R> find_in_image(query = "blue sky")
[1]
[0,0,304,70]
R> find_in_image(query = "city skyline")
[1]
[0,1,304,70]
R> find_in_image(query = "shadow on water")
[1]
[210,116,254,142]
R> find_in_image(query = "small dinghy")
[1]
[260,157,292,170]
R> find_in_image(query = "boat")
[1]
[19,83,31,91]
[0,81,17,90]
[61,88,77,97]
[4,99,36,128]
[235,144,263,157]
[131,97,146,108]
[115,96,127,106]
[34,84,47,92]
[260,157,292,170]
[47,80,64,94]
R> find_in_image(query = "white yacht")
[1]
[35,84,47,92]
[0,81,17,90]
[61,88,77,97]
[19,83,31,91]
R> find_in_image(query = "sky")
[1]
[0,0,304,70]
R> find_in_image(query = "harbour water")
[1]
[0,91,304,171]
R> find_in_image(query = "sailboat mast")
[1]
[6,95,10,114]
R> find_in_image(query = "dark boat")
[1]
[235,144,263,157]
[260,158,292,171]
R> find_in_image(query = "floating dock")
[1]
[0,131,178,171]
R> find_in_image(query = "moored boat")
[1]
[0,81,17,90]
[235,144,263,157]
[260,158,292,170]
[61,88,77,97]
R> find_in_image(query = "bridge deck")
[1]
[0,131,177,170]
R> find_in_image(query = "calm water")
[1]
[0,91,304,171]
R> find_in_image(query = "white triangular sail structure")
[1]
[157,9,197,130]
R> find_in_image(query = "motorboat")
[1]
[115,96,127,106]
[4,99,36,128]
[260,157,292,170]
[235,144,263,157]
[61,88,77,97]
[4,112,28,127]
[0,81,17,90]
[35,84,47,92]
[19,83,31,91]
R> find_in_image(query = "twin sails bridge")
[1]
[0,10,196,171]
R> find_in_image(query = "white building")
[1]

-------------------------

▶ **Task instructions**:
Report each line of the entries above that contains the string "water". Case counts.

▶ **Complete answer**:
R> find_in_image(query = "shadow on water")
R> find_in_image(query = "harbour water")
R> find_in_image(query = "calm water")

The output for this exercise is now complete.